(Image-grounded pointing data)

--

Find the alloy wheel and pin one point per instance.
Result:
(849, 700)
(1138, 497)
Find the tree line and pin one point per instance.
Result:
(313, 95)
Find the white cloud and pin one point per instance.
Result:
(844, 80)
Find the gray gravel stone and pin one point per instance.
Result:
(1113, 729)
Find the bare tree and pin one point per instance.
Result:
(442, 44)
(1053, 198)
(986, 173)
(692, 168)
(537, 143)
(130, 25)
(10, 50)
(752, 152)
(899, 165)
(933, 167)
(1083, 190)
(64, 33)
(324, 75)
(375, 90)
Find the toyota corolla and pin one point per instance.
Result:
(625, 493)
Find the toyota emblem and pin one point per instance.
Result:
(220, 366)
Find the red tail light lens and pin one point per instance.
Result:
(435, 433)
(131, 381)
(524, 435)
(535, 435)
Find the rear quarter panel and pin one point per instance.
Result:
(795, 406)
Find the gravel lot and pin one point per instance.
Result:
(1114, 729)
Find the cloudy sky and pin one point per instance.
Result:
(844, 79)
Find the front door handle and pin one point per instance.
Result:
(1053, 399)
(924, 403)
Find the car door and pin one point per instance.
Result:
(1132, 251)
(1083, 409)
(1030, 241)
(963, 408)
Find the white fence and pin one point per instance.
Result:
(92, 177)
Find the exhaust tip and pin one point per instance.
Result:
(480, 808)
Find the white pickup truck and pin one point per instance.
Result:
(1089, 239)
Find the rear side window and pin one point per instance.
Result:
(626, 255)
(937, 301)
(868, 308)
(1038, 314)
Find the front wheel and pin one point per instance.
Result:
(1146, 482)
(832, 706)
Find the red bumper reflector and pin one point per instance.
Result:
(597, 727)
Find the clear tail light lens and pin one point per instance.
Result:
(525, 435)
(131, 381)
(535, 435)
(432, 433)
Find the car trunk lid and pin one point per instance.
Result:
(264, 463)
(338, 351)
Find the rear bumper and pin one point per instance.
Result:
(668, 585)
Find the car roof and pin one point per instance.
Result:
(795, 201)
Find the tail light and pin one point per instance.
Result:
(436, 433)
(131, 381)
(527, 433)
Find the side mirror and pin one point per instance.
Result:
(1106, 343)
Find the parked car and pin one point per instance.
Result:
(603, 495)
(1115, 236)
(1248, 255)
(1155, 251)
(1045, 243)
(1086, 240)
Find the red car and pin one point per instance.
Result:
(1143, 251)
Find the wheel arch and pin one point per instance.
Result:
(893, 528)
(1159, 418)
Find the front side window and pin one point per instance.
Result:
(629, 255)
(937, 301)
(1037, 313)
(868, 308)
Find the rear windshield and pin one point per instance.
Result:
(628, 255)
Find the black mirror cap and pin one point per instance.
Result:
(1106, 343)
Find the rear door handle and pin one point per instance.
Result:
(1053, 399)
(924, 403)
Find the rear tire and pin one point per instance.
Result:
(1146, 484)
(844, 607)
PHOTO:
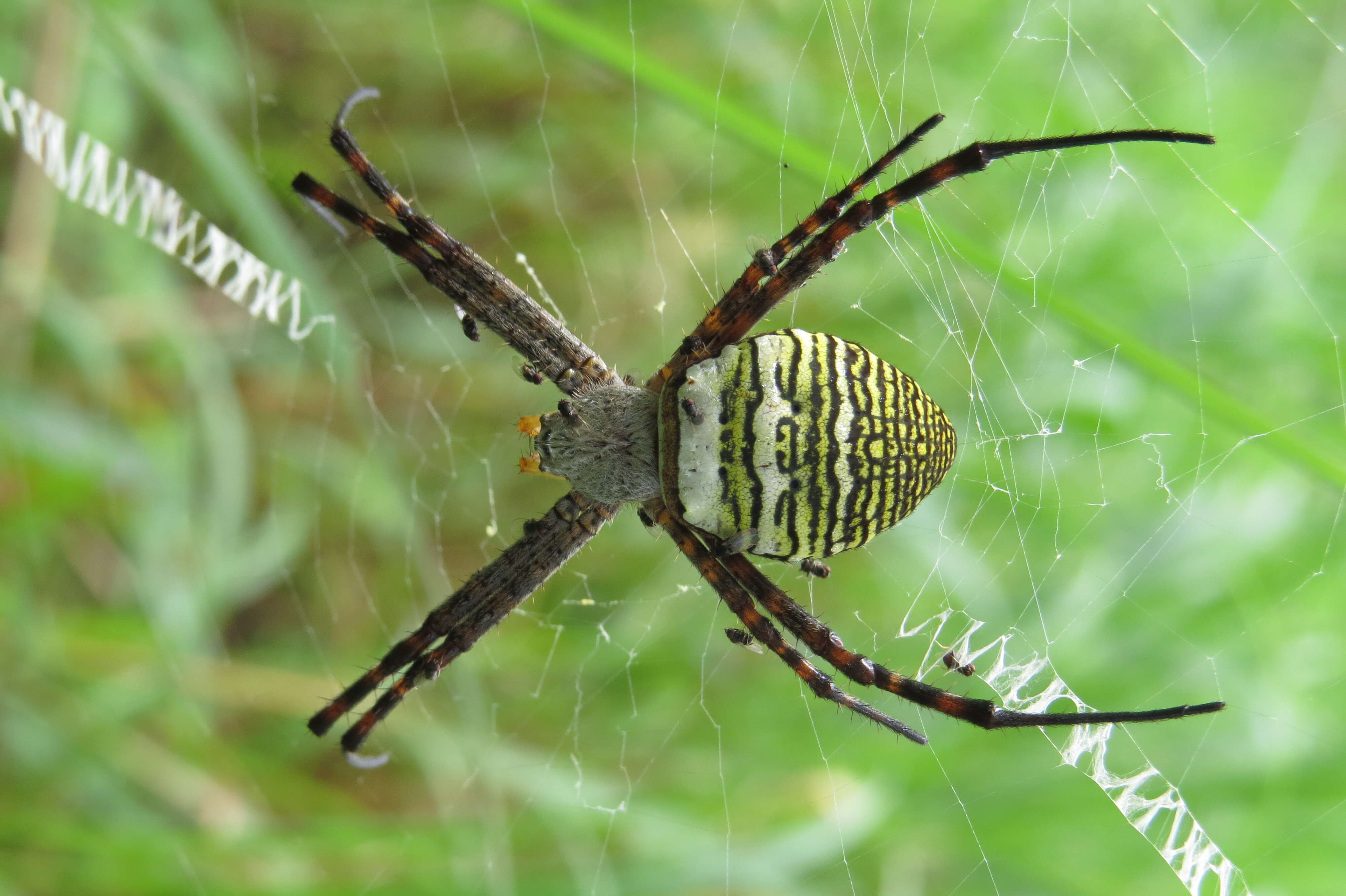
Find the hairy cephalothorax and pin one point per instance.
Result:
(604, 441)
(791, 445)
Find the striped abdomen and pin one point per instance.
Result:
(810, 439)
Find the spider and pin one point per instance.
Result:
(792, 446)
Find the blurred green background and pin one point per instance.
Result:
(208, 528)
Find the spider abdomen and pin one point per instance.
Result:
(814, 442)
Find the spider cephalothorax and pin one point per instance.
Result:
(604, 441)
(789, 445)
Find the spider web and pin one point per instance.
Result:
(1139, 350)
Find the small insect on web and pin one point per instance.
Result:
(792, 446)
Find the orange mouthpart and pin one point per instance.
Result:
(532, 463)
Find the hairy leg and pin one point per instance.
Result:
(858, 668)
(472, 611)
(738, 601)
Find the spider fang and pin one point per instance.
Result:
(532, 465)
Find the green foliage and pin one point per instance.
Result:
(208, 528)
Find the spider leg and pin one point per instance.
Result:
(858, 668)
(827, 246)
(477, 289)
(472, 611)
(706, 340)
(746, 303)
(738, 601)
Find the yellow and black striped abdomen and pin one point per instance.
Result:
(810, 439)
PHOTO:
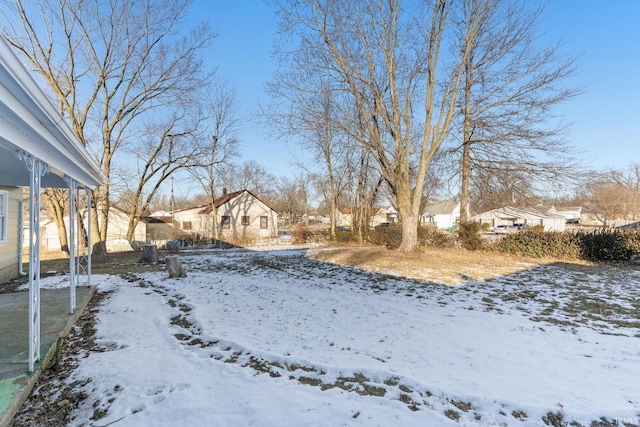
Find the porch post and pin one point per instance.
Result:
(37, 168)
(72, 244)
(89, 247)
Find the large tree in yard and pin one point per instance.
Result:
(511, 82)
(113, 68)
(384, 59)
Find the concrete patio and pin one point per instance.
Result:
(16, 382)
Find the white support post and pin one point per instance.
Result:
(37, 168)
(73, 267)
(89, 247)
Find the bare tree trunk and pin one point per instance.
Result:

--

Your answer should consist of each line of the data above in which the word "white" occurs.

* FINISHED EXERCISE *
Find the white cloud and pin one point per instance.
Find the white fence and pin one point per instance.
Find the white pickup truck and pin one point per instance.
Find the white support post and pin one point per instance.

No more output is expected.